* _What the task asks_:
Present all of the data below as a numbered list, omitting any blank lines.

* _Stored rows_:
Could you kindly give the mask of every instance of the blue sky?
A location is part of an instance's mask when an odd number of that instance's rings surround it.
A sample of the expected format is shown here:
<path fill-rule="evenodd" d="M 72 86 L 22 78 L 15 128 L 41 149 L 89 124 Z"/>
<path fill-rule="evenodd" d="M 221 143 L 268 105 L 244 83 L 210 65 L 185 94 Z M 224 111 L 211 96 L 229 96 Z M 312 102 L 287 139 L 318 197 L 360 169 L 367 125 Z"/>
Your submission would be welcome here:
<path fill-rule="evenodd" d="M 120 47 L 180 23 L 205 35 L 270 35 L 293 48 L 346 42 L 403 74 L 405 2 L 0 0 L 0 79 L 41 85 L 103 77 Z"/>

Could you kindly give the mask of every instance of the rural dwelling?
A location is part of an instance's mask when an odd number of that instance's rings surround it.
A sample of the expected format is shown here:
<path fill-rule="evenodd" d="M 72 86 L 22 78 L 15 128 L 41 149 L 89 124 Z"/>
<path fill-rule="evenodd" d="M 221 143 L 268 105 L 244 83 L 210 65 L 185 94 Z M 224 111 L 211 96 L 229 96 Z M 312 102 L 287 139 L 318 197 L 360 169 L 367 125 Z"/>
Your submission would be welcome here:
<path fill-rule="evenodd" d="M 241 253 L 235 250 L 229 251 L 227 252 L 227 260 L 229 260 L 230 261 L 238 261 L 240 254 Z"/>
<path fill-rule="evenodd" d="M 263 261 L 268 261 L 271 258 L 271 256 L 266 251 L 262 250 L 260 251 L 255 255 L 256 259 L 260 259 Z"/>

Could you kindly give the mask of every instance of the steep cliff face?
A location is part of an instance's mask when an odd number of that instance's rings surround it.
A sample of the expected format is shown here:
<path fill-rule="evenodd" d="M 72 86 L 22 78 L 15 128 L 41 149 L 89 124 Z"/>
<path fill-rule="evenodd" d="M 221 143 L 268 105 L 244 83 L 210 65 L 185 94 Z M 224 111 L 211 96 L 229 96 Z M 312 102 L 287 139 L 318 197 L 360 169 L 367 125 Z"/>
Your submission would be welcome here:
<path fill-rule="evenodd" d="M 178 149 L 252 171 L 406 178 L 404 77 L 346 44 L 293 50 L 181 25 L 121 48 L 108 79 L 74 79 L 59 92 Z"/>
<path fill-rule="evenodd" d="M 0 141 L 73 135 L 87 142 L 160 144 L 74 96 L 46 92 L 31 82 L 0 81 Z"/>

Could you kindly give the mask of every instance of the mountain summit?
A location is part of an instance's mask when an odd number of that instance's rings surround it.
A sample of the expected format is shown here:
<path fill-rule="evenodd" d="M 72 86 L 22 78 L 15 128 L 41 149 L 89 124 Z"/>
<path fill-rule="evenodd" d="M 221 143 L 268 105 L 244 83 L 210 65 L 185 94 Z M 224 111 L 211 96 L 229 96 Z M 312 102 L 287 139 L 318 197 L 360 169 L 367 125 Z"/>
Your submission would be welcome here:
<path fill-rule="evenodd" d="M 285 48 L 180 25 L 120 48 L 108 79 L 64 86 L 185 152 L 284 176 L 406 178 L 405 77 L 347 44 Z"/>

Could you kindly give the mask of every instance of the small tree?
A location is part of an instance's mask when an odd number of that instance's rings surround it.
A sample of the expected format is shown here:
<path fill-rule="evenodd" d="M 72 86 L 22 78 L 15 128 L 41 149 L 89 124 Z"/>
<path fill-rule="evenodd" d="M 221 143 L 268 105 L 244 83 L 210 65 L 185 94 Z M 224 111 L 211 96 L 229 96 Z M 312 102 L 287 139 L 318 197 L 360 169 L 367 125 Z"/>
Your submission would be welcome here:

* _Final answer_:
1. Could you kindly give the mask of every instance of the blue sky?
2. A location is part of an instance's mask when an odd number of that instance's rings surround it.
3. A sample of the expected format is shown here:
4. <path fill-rule="evenodd" d="M 72 86 L 22 78 L 15 128 L 41 149 L 89 124 Z"/>
5. <path fill-rule="evenodd" d="M 221 143 L 268 105 L 244 83 L 210 65 L 185 94 Z M 224 111 L 211 96 L 229 96 Z M 312 102 L 287 139 L 318 197 L 360 169 L 367 125 Z"/>
6. Your submission would be welcome here:
7. <path fill-rule="evenodd" d="M 120 47 L 180 23 L 205 35 L 270 35 L 293 48 L 346 42 L 403 74 L 405 2 L 0 0 L 0 79 L 41 85 L 103 77 Z"/>
8. Could you kindly give the mask of every instance of the rural dwelling?
9. A location is part of an instance's mask when an odd number of that instance's rings surround it.
10. A sample of the expected format is shown here:
11. <path fill-rule="evenodd" d="M 72 86 L 22 78 L 15 128 L 41 149 L 89 124 Z"/>
12. <path fill-rule="evenodd" d="M 221 143 L 268 105 L 244 83 L 210 65 L 185 94 Z M 224 111 L 211 96 L 229 96 Z M 312 102 L 287 139 L 318 197 L 360 169 L 367 125 Z"/>
13. Your submission would be welcome here:
14. <path fill-rule="evenodd" d="M 241 253 L 235 250 L 229 251 L 227 252 L 227 260 L 229 260 L 230 261 L 238 261 L 240 254 Z"/>
15. <path fill-rule="evenodd" d="M 263 261 L 268 261 L 271 258 L 271 256 L 266 251 L 262 250 L 260 251 L 255 255 L 256 259 L 260 259 Z"/>
16. Could you kindly give the mask of every instance of the steep cliff face?
17. A location is part of an instance's mask when an odd number of that instance's rings surround it.
18. A sample of the expected format is shown here:
19. <path fill-rule="evenodd" d="M 72 86 L 22 78 L 15 128 L 41 149 L 89 124 Z"/>
20. <path fill-rule="evenodd" d="M 221 143 L 268 105 L 244 83 L 210 65 L 185 94 Z M 224 111 L 211 96 L 229 96 Z M 312 102 L 287 139 L 318 197 L 360 169 L 367 125 Z"/>
21. Your submission would be welcome here:
22. <path fill-rule="evenodd" d="M 178 149 L 252 171 L 406 178 L 404 77 L 346 44 L 293 50 L 181 25 L 121 48 L 108 79 L 74 79 L 59 92 Z"/>
23. <path fill-rule="evenodd" d="M 0 141 L 73 135 L 87 142 L 160 144 L 74 96 L 46 92 L 31 82 L 0 81 Z"/>
24. Could you kindly give the mask of every instance of the mountain summit?
25. A location is part of an instance's mask when an odd number of that instance's rings surround it.
26. A sample of the expected format is shown here:
27. <path fill-rule="evenodd" d="M 72 86 L 22 78 L 15 128 L 41 149 L 89 124 Z"/>
28. <path fill-rule="evenodd" d="M 221 143 L 268 105 L 244 83 L 210 65 L 185 94 Z M 224 111 L 211 96 L 229 96 Z M 312 102 L 287 139 L 318 197 L 360 169 L 367 125 Z"/>
29. Your submission would be welcome here:
30. <path fill-rule="evenodd" d="M 285 48 L 180 25 L 120 48 L 108 79 L 64 86 L 185 152 L 284 176 L 406 178 L 405 77 L 347 44 Z"/>
31. Could you kindly give the mask of every instance of the small tree?
32. A location is part of an instance's mask when an odd number of that instance's rings surround it.
33. A sample of the expected format is shown here:
34. <path fill-rule="evenodd" d="M 72 86 L 22 78 L 15 128 L 41 149 L 89 124 Z"/>
35. <path fill-rule="evenodd" d="M 221 143 L 268 105 L 244 83 L 210 65 L 185 94 Z M 224 111 L 211 96 L 229 96 Z M 312 102 L 287 139 L 318 197 L 360 169 L 367 125 Z"/>
36. Your submission would be welcome here:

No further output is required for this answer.